Reading text |
- - - - -
Washington Examiner: What did you learn from losing last year’s congressional race?
Cao: Well, we learned that Virginia is winnable because think about it. We took a Biden-plus-19 district, and we took it down to 6 percentage points. We moved 13 percentage points. So, how do you think we’re going to do in a Biden-plus-10 state? Really, it’s half the fight.
I think that I’m going to move the Northern Virginia area much more than most people would assume, and that’s why Tim Kaine is coming after me hard. Twelve hours within the time that I announced, he’s already sent out emails to his donors, calling me all sorts of … white extremist and MAGA Republican, a threat to this nation, blah, blah, blah. But he never did that before.
Washington Examiner: Democrats will say you’re a white nationalist, you are a MAGA extremist, and you are going to take women’s reproductive rights away. Those are the three things in the current playbook that the Democrats will use to attack you. What are you ready to say to those three attacks?
Cao: First, the term MAGA Republican; that’s all they know. It’s like their buzzword, and they want to do that. But let’s break it down. Well, what’s wrong with wanting to make America great? Do you want to make China great? I mean, let’s look at why we’re here. We have to bring up America. This is the most incredible country in the world. If you don’t believe that, then you haven’t traveled enough.
- - - - -
Dataset excerpt |
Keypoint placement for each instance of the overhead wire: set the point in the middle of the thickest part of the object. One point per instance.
- - - - -
Task prompt | Write the next part of the Washington Examiner interview with Cao, picking up after its last sentence. The material comes from a different source than the interview with Cao.

Response for this exercise |
I’ve been to 40 countries around the world. I grew up in West Africa, and I’ve seen poverty. I spent seven years in West Africa. I know what poverty looks like. I’ve seen people live in mud huts, and their roof is made of straw, and when it rains, water gets in there. That’s what true poverty looks like. So, I don’t understand what’s wrong with wanting to make our country amazing. So, that’s the first thing. The second thing you said was white supremacist. Well, for crying out loud, look at me. But that’s what they do. They try to label people and put them in boxes, and if it doesn’t fit, then they try to make it fit. And so they call Asians white-adjacent. Don’t forget the Democrats just called a bunch of Muslim parents basically white supremacists because they believe they don’t want the transgender thing pushed on their children. So, if it doesn’t fit their narrative, they just force it in one way or another.
I’m writing a book called Call Me American because in 2022, Jennifer Wexton kept calling me an extremist. So I said, “Look, I earned the right to be called American.” I fought and bled for this country, and you need to call me an American because calling me an extremist is basically nothing short of calling me a terrorist, the same thing you would call a jihadist or anything else. So, that was my attack back on her, saying, “I fought blood for this country, and you dishonor my service by calling me a terrorist,” and then the last thing is what we talked about, taking away reproductive rights.
I’m not going to hide being pro-life, but here’s what Tim Kaine is for. He’s for unlimited abortion up to the moment of birth. Seventy-three percent of Americans think that there should be some restrictions, at least in the third trimester.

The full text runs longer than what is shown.